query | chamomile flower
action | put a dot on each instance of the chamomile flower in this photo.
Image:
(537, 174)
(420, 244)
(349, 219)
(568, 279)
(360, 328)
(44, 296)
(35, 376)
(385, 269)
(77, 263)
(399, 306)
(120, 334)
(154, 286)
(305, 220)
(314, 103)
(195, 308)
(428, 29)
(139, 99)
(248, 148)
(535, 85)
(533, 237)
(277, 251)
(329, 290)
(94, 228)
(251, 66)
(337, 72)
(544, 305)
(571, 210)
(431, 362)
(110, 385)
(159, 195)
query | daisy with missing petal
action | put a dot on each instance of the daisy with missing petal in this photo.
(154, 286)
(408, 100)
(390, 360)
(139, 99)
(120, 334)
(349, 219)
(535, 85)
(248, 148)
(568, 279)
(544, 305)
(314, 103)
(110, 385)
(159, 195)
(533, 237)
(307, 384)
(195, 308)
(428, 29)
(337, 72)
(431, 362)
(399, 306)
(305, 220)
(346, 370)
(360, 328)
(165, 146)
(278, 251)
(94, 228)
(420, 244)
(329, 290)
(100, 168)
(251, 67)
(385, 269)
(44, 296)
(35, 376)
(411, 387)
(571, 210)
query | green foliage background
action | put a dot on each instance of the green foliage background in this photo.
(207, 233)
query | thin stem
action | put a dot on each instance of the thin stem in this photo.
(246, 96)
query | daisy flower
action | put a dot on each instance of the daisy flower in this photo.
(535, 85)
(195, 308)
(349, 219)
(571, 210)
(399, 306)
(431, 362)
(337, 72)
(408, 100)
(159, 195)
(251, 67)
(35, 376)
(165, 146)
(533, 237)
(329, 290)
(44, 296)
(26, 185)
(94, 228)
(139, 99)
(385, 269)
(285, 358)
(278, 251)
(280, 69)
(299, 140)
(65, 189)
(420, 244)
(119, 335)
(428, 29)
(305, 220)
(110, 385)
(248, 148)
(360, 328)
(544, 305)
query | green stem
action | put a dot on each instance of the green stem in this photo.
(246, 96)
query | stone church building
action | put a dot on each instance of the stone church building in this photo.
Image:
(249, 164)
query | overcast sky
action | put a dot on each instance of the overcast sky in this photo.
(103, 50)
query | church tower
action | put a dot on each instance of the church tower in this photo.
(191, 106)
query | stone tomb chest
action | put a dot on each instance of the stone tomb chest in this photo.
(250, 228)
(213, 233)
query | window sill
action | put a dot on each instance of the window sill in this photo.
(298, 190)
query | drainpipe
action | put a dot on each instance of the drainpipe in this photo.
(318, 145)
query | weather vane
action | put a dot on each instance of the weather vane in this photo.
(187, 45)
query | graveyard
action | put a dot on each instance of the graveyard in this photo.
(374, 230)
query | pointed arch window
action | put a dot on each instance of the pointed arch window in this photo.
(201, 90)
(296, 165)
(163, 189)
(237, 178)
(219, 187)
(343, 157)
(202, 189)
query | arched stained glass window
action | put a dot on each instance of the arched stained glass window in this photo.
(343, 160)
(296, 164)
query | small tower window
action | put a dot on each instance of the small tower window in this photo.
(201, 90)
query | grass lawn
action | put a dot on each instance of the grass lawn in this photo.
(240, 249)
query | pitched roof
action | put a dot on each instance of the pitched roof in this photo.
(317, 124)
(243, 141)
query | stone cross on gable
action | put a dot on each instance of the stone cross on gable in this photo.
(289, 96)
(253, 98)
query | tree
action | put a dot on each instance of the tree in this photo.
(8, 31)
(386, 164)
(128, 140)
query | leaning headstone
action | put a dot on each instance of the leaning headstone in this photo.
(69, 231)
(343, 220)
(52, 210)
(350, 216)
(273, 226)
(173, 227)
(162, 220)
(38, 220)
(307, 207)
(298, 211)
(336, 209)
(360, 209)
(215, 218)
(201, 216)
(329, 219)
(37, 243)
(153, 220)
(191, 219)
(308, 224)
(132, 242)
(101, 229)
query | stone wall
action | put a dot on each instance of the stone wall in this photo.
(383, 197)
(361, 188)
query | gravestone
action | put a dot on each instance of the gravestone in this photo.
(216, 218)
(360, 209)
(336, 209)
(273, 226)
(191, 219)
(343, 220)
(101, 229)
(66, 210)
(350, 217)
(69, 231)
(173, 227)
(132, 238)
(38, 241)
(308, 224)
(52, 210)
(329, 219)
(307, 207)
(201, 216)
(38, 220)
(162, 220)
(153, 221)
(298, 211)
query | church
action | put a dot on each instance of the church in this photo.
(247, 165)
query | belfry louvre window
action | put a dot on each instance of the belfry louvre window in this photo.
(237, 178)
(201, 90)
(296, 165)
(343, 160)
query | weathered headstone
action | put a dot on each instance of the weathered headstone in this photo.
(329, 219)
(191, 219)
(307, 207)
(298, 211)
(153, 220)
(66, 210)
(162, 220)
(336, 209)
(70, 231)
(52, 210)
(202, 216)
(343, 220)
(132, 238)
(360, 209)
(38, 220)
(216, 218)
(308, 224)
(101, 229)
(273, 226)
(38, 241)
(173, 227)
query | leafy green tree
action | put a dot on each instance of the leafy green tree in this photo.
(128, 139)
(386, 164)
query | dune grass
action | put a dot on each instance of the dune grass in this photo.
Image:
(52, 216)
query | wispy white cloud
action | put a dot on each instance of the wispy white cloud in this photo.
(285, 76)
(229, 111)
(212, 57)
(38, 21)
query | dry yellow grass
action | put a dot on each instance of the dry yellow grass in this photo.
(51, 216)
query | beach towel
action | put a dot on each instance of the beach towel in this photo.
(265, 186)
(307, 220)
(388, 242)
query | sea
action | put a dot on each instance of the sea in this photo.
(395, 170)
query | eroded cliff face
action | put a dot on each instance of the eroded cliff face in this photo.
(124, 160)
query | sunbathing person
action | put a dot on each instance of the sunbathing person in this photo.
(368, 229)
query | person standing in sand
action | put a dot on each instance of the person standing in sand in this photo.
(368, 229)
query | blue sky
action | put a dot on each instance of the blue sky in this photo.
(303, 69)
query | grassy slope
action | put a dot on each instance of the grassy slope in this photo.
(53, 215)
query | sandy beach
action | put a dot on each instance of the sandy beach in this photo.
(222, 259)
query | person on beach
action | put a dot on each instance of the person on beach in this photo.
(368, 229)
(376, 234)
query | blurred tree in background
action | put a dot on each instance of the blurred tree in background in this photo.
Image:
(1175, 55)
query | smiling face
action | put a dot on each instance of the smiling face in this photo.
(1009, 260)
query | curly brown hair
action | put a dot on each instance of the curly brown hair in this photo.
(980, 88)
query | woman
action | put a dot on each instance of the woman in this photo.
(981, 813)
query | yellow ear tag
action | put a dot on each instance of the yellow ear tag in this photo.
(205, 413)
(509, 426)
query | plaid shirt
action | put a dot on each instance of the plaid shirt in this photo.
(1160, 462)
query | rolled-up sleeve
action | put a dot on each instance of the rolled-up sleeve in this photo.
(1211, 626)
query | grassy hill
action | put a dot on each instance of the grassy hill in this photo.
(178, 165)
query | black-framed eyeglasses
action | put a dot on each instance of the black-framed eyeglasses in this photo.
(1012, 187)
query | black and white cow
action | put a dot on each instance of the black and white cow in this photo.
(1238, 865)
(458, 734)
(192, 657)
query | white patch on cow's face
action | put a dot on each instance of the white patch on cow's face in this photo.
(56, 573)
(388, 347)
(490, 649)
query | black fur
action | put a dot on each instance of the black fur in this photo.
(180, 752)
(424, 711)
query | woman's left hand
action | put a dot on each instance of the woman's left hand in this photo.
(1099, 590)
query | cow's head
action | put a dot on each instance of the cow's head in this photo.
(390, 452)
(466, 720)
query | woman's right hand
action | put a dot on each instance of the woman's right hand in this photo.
++++++++++
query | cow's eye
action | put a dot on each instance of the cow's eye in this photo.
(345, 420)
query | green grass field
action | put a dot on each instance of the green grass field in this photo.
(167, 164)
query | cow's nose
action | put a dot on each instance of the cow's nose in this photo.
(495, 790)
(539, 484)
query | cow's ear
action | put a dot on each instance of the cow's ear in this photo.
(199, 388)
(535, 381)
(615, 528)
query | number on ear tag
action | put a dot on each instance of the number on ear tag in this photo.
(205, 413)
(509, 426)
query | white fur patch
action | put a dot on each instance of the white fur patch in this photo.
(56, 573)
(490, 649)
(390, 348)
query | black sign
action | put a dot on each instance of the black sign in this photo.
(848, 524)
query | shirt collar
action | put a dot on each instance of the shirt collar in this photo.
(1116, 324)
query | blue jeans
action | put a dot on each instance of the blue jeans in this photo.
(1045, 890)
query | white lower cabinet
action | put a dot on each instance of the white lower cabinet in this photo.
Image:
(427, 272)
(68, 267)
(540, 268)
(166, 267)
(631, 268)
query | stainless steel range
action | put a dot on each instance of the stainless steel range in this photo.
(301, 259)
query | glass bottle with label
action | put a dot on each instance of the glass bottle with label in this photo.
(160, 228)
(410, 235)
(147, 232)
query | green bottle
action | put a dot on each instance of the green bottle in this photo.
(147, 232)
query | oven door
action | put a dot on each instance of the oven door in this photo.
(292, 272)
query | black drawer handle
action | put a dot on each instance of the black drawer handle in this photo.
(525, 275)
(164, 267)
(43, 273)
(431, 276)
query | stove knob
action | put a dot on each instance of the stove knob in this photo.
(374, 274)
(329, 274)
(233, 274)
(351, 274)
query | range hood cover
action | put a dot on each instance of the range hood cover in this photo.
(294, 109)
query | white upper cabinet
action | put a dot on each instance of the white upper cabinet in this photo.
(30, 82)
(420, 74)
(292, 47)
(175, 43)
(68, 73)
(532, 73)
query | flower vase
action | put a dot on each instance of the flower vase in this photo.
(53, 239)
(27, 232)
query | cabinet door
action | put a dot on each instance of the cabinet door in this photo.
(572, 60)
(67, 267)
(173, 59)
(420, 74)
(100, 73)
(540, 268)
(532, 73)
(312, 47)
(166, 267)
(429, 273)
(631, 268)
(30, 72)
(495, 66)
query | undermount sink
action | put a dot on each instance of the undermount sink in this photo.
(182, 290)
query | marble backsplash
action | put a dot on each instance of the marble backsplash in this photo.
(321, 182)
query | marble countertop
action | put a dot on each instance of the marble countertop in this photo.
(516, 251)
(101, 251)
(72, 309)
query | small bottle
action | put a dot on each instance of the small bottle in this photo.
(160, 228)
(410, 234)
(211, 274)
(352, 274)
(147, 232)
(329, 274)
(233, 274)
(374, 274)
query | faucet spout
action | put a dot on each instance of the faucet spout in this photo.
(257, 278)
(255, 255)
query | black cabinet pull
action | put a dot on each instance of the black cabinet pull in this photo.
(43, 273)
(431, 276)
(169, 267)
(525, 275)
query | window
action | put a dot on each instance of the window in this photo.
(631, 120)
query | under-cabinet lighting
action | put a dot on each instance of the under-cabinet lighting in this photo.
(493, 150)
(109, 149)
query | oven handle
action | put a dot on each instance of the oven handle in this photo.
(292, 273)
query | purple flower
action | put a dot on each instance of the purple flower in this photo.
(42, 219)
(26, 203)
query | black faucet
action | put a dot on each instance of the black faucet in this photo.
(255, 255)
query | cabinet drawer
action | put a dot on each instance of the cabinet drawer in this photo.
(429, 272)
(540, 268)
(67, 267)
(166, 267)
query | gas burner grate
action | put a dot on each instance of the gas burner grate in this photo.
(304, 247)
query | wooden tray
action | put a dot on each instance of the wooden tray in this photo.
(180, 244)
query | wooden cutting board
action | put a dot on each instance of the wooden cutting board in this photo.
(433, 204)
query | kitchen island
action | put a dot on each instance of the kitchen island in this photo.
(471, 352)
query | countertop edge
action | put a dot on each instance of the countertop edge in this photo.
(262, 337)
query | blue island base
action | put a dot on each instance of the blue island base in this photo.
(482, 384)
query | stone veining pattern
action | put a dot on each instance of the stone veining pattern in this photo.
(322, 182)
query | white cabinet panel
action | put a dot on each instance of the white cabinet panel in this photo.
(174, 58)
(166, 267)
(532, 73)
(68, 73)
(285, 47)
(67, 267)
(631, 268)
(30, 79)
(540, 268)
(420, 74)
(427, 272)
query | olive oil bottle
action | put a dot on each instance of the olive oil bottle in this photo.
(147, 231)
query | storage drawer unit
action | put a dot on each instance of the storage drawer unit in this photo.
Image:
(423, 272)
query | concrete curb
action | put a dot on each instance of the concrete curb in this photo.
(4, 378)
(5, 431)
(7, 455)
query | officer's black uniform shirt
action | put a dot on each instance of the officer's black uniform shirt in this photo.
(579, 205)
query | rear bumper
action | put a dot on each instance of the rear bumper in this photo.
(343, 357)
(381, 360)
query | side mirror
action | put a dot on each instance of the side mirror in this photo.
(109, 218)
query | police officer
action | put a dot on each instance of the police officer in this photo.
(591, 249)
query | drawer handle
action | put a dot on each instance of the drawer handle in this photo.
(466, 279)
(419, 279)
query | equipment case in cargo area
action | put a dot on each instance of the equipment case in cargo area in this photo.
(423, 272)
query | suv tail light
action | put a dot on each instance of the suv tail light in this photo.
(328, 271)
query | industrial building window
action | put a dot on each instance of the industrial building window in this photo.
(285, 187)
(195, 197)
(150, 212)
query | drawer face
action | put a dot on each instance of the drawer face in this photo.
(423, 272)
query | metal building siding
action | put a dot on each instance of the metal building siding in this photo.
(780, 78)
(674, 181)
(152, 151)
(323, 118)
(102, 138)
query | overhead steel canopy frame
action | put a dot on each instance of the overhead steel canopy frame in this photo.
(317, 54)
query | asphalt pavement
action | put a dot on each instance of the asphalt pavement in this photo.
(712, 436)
++++++++++
Copy out only the lines of the records above from the one with "query | side mirror" through the one with "query | suv tail light", exactly as they stand, both included.

query | side mirror
action | put a dot on each instance of the side mirror in this photo.
(109, 218)
query | police officer
action | put a dot on each instance of the police officer in this photo.
(591, 249)
query | drawer handle
action | put a dot on each instance of the drawer handle in this photo.
(466, 279)
(419, 279)
query | equipment case in cargo area
action | put a dot on each instance of the equipment case in cargo area in this photo.
(423, 272)
query | suv tail light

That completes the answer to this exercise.